## What you are asked to do
Without a single alteration, write the listing out again.

## Material for the task
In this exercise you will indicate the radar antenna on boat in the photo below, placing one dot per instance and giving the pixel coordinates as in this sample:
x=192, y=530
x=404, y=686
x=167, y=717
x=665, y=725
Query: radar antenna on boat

## Problem solution
In this exercise you will indicate the radar antenna on boat in the photo below, placing one dot per instance and giving the pixel coordinates as in this sample:
x=192, y=530
x=404, y=686
x=167, y=717
x=665, y=725
Query: radar antenna on boat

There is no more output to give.